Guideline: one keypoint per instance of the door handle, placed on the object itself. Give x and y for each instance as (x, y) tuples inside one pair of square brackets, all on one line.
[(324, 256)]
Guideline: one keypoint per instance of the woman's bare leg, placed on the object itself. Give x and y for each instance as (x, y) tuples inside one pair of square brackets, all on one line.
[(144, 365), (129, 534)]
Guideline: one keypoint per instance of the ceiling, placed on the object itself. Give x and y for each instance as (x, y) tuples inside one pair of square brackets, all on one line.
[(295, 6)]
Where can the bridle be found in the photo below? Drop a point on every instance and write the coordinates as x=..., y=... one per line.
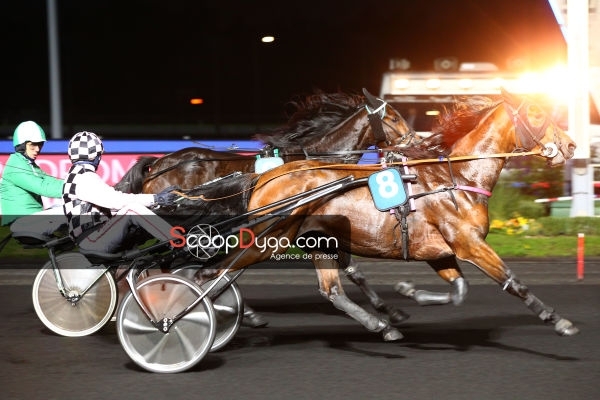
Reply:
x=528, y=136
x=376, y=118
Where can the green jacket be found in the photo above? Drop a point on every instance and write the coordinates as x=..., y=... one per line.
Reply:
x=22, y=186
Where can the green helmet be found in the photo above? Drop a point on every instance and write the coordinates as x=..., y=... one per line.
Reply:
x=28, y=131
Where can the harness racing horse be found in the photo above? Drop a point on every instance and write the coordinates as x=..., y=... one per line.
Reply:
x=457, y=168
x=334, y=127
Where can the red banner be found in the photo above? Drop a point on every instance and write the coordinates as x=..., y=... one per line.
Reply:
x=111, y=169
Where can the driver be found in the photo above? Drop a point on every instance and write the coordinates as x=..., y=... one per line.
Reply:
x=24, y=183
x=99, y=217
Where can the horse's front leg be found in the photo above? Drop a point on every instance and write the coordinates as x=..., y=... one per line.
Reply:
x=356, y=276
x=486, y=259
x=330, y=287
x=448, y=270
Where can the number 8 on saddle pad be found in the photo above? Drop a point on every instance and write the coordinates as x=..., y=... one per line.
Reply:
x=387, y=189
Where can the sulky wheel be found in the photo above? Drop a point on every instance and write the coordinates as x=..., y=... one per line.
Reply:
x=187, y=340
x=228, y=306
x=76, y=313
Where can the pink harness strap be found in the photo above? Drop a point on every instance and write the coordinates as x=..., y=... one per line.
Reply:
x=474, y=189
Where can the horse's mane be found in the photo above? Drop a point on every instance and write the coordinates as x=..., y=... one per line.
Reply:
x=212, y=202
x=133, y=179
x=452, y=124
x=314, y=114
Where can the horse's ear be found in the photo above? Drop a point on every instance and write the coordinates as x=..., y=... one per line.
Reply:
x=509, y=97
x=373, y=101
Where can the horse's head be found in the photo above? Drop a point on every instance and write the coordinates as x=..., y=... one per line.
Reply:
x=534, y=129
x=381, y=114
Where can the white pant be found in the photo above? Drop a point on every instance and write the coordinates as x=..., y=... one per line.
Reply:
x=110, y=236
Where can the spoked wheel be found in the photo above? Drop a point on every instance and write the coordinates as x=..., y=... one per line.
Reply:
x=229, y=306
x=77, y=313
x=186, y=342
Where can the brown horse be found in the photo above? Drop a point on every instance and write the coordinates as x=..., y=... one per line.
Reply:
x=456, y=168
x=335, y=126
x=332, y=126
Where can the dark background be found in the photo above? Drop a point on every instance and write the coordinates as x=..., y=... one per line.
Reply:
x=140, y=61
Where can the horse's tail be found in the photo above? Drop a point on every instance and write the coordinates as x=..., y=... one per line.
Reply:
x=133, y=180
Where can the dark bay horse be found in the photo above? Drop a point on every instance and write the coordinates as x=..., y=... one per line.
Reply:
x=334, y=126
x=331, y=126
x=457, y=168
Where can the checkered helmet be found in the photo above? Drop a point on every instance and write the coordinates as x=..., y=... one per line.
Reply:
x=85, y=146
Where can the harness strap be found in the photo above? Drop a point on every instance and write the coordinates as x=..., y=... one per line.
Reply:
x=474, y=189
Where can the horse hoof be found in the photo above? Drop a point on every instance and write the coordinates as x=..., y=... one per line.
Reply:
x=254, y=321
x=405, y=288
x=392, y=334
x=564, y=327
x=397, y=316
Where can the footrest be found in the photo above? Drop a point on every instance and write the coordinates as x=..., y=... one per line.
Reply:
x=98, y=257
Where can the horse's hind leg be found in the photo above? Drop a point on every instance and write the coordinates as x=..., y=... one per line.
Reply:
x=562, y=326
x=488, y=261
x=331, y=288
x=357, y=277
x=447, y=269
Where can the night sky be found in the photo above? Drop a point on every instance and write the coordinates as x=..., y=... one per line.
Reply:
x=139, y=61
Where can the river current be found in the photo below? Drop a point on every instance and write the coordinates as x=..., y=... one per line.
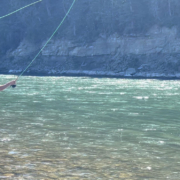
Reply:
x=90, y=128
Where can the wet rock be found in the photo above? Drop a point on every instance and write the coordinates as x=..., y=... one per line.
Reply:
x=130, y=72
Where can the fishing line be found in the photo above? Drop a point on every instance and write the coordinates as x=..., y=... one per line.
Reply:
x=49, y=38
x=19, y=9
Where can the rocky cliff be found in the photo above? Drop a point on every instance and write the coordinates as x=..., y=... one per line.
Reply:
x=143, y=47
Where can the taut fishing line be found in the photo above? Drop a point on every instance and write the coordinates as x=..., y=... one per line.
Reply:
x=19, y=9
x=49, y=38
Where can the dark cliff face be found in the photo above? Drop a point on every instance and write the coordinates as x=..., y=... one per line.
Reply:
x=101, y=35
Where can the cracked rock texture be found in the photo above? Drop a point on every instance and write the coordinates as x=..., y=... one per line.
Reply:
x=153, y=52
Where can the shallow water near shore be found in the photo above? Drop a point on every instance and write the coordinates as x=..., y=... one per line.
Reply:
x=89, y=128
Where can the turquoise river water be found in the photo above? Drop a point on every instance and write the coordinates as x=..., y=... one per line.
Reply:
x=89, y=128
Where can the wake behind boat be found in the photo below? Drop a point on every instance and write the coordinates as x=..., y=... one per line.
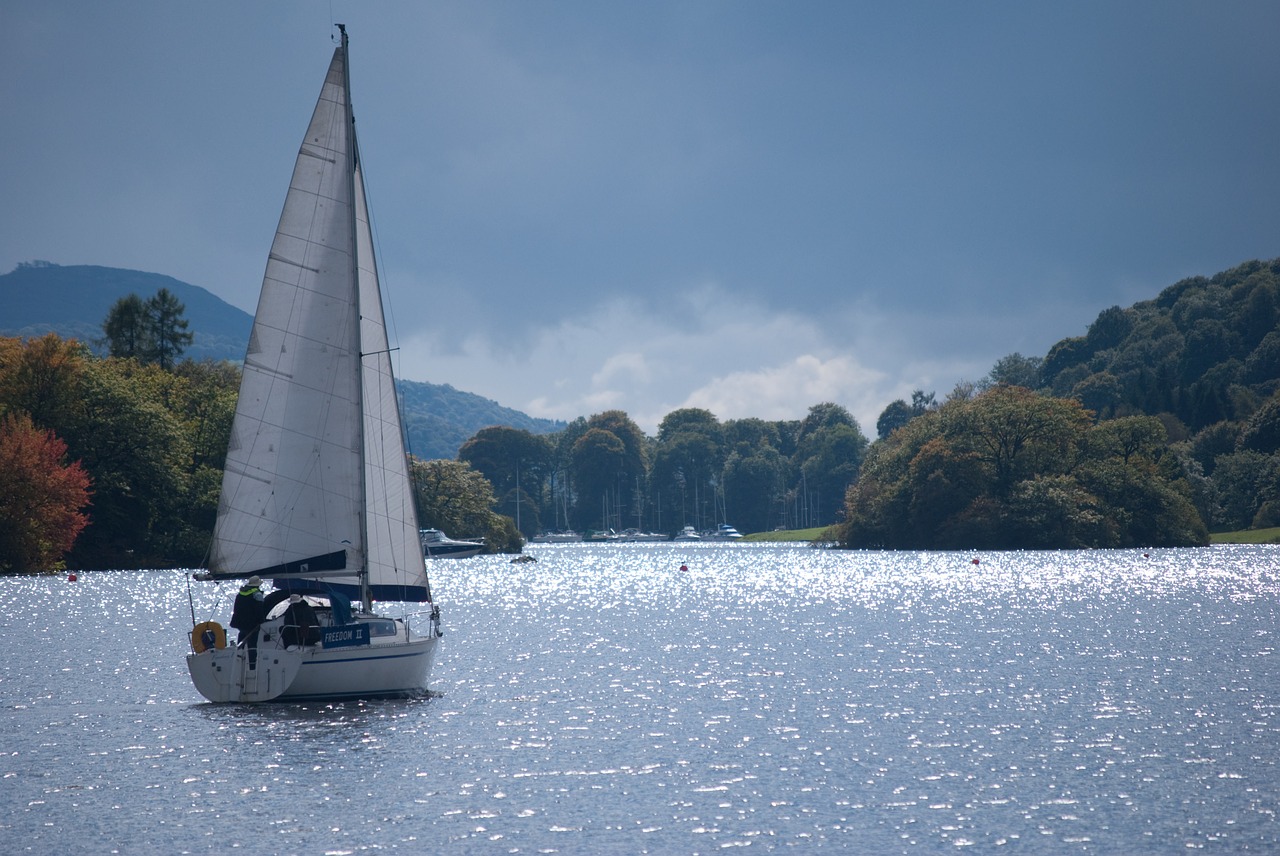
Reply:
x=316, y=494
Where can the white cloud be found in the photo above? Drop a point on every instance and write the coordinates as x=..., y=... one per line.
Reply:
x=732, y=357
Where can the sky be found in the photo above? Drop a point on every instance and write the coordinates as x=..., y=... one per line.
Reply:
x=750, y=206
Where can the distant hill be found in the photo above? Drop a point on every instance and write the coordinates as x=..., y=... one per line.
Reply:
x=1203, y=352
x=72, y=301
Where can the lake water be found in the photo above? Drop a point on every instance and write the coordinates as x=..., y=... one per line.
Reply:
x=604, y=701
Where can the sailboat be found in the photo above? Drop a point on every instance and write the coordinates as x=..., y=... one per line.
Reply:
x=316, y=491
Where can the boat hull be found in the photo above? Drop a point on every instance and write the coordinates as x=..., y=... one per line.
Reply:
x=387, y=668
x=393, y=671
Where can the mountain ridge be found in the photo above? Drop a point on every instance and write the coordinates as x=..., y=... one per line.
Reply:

→ Problem
Copy the material above from its first line through the line containing "[(324, 256)]", requests included, and shift every coordinate in the answers by -101.

→ Task answer
Guideline: one keypoint per instance of the door handle, placed on the object itself. Give x and y for each instance as (x, y) tuples inside one pair of square brackets, all on one line.
[(223, 155)]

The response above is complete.